* TASK OBJECTIVE:
Find the line with "Target: lawn" in the entries below, then reproduce it and every line after it down to and including the line with "Put one point on each instance of the tall", exactly.

* ENTRIES PROVIDED:
========================
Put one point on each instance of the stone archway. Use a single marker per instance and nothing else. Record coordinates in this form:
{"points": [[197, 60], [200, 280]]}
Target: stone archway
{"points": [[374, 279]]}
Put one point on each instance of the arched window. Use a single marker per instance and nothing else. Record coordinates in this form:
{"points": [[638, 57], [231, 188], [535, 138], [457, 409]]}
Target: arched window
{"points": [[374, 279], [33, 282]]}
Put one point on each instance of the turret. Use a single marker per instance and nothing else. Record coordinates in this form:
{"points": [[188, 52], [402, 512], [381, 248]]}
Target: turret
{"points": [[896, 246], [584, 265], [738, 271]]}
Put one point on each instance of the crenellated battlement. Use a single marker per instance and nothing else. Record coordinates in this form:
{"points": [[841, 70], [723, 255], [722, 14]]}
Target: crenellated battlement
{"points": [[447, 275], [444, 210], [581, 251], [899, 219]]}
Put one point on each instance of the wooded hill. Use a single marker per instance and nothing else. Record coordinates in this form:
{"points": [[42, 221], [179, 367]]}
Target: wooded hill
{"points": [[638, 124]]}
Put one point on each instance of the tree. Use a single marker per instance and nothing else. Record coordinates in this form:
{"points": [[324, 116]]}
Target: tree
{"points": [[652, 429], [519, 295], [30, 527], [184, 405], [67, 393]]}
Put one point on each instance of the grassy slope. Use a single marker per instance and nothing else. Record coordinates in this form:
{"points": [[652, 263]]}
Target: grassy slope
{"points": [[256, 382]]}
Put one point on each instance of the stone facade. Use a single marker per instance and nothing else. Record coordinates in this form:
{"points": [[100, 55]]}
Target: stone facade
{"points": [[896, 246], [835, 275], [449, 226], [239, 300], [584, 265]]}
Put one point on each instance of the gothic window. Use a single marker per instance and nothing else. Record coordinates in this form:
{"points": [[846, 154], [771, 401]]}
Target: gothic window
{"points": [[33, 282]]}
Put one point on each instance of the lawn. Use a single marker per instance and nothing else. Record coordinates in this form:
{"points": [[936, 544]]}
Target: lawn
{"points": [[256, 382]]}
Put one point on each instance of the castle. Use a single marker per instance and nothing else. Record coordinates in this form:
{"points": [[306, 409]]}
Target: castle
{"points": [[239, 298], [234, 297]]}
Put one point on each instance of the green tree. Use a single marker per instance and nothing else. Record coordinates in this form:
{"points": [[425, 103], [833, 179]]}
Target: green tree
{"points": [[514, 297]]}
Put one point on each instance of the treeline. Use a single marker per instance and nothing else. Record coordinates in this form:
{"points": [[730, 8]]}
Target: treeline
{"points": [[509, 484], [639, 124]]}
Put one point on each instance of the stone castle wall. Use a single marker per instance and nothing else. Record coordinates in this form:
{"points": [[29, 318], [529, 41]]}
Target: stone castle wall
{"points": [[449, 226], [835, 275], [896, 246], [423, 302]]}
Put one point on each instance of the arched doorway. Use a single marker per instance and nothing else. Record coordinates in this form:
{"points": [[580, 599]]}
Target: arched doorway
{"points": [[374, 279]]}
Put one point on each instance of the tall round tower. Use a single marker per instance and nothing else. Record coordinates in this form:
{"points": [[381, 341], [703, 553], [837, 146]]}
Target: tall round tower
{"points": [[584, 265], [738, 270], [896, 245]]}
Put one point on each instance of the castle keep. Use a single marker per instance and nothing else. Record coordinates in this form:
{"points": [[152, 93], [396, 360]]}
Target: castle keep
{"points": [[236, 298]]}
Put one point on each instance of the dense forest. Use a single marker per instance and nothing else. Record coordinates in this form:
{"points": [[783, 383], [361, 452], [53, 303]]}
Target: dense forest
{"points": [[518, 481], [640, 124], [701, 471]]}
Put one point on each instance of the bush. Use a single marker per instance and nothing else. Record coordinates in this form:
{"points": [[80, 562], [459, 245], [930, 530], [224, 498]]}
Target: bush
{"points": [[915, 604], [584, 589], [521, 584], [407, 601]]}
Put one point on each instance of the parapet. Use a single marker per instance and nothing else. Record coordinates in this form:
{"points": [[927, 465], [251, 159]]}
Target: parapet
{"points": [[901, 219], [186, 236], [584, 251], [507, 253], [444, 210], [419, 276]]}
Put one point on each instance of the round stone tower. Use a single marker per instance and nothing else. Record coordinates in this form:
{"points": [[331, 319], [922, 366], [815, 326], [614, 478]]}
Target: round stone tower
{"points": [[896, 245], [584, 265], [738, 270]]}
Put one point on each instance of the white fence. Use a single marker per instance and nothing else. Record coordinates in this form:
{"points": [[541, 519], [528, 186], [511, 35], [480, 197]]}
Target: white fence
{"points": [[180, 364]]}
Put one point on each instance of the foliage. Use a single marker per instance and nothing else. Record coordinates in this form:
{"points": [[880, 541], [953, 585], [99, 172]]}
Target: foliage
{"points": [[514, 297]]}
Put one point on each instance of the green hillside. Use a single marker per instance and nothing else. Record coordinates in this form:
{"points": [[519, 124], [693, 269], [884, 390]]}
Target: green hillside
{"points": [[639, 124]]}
========================
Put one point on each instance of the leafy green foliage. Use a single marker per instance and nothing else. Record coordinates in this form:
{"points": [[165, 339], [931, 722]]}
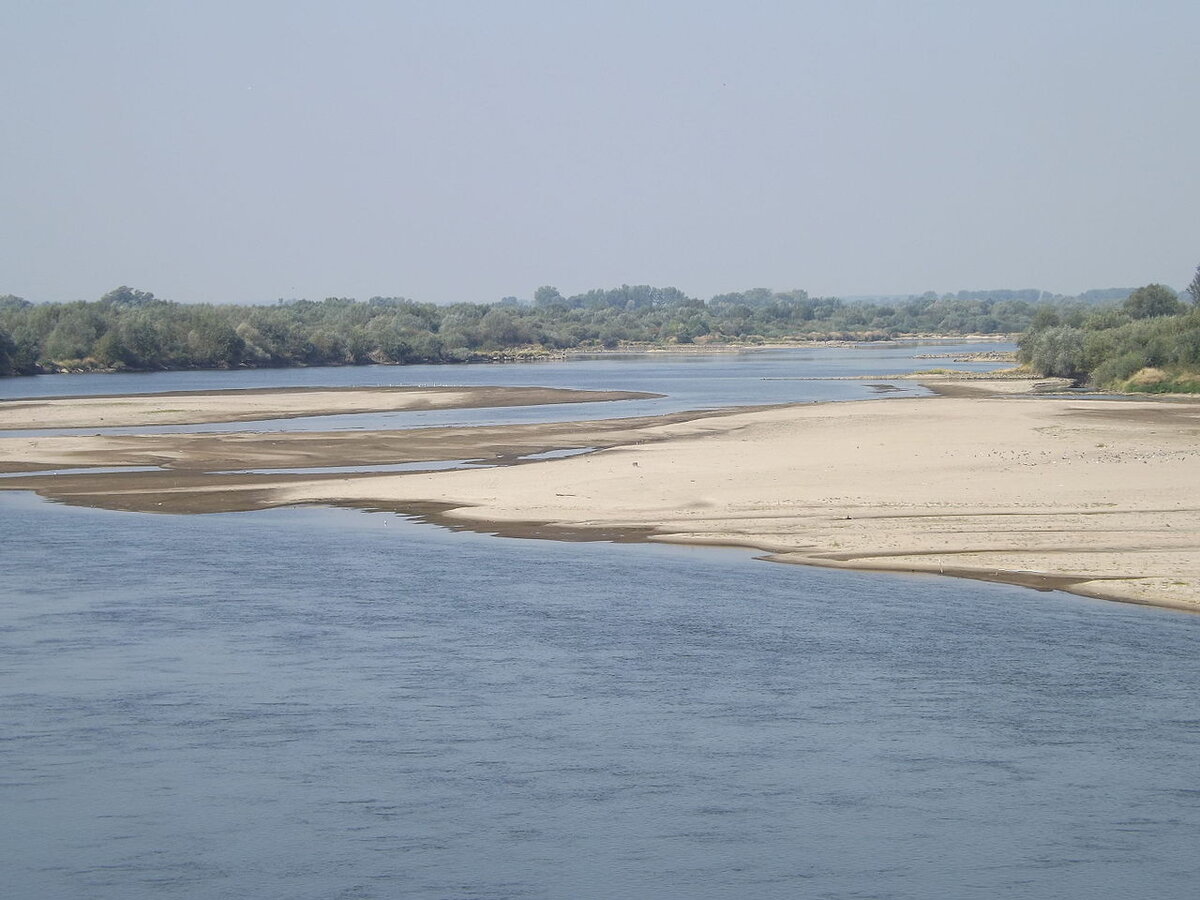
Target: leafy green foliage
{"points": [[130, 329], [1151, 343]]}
========================
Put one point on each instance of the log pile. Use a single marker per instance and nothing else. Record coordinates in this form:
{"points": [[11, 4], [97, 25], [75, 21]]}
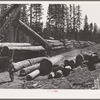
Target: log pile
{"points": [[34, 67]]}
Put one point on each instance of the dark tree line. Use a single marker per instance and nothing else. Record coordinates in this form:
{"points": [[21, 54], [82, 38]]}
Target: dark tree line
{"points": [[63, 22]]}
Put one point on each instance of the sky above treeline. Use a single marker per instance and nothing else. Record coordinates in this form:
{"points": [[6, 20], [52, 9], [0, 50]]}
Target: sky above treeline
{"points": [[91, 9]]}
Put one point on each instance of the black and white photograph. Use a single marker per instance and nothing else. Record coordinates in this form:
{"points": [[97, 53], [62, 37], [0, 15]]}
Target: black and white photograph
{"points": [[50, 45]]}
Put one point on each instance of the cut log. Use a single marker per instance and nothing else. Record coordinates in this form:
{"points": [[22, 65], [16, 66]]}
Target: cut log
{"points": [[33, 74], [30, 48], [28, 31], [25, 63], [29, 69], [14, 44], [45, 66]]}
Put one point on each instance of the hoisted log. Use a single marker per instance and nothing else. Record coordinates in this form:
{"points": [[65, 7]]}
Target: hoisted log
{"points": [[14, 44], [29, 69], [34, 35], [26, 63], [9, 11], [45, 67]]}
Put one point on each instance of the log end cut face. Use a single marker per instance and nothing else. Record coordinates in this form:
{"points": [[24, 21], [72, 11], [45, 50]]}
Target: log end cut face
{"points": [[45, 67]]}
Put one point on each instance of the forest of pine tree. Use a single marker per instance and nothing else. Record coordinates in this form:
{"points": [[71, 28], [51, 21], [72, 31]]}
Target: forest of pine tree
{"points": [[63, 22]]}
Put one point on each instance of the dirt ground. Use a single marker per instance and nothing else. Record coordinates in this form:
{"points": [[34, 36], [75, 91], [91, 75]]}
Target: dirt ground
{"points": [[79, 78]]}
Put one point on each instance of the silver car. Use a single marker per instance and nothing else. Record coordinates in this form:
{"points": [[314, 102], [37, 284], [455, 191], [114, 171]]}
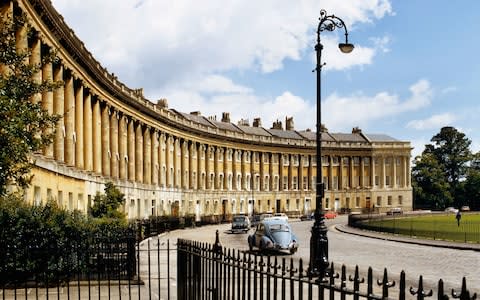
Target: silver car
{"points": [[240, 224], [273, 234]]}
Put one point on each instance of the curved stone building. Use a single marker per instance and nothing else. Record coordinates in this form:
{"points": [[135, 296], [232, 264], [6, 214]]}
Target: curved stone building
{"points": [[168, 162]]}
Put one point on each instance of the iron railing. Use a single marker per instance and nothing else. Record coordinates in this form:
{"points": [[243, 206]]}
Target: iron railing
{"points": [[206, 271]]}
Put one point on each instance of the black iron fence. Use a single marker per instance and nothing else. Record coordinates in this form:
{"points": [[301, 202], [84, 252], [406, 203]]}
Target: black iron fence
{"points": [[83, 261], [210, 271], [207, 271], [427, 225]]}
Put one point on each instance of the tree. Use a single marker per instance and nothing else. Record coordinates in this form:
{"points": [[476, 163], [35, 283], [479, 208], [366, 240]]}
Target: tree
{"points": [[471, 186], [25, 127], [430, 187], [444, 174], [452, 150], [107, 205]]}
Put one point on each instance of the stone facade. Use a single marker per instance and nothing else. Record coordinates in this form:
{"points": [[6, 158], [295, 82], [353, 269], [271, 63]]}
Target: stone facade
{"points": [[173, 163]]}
========================
* EXPECTED ANSWER:
Target: lawn
{"points": [[256, 382]]}
Put one point on each instance of the castle. Use a single marker per instance and nothing else. Record coordinates in this form:
{"points": [[306, 409]]}
Target: castle
{"points": [[239, 298], [234, 297]]}
Put one point on each instance of the green tree. Use a single marker per instance and nothing else. Record coordinates in this form:
{"points": [[425, 103], [833, 179]]}
Target: green tree
{"points": [[514, 297]]}
Put one point on each instance of the treeline. Use a single marker per instance and nothing else. Record coordinates in this form:
{"points": [[730, 8]]}
Target: treeline
{"points": [[509, 484], [639, 124]]}
Put one point on each instance of the stone castle wall. Use a single marker per instance and nothing else. Record coordinates in this form:
{"points": [[29, 318], [529, 41]]}
Target: stone castle wall
{"points": [[449, 226], [835, 275], [896, 246], [423, 302]]}
Put one point on each instance of the arched doorway. Use a single marker per instance and nothing else. Record coordinates in this form:
{"points": [[580, 599]]}
Target: arched doorway
{"points": [[374, 279]]}
Put one point on each instance of the tall round tower. Use a single marker per instance and nothing else. Record coordinates in this form:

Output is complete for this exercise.